Segment Start: Exercise material
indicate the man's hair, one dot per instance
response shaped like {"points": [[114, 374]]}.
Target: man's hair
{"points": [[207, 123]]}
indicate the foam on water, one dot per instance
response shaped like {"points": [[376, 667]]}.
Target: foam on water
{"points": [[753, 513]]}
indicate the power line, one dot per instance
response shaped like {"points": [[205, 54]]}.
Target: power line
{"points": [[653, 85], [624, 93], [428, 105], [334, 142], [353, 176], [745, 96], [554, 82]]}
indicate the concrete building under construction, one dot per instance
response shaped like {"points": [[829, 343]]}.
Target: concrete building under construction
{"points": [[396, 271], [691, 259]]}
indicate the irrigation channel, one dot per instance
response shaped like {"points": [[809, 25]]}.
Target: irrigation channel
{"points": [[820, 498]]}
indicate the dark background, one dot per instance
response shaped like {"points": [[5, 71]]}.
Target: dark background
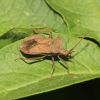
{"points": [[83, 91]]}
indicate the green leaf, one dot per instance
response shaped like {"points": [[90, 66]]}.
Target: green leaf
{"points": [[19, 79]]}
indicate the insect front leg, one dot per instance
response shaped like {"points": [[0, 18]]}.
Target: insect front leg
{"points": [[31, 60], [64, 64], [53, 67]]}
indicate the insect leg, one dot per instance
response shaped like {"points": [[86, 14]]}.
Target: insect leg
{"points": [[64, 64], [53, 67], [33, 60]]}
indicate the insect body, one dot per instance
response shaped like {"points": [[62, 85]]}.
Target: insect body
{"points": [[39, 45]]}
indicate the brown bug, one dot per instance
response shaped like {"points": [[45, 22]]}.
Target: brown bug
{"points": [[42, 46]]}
Segment End: Exercise material
Segment Start: Exercise material
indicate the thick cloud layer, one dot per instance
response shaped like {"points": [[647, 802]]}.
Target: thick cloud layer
Segment End: Exercise material
Segment Start: Exercise material
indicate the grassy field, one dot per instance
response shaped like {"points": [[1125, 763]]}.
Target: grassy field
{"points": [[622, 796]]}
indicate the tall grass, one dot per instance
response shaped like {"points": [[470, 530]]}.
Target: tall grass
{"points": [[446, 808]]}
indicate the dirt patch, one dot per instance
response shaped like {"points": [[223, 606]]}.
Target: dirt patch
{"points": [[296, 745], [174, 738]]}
Segment End: Exercise material
# Exercise details:
In the records above, the line with "indicate the insect front" marks the start and the line with "indicate the brown bug, one dot per instance" marks the end; copy that stretch exactly, both lines included, and nothing else.

# Response to the task:
indicate the insect front leg, one dot per instance
response shaped like {"points": [[0, 18]]}.
Target: insect front leg
{"points": [[31, 60], [64, 64], [53, 67]]}
indicate the insect leg, one dot per instance
response shaped like {"points": [[86, 14]]}.
Target: insect leg
{"points": [[64, 64], [53, 67], [33, 60]]}
indicate the insect body, one dot per instance
response shaped like {"points": [[62, 85]]}.
Target: insect body
{"points": [[39, 45]]}
indicate the brown bug, one dot per instance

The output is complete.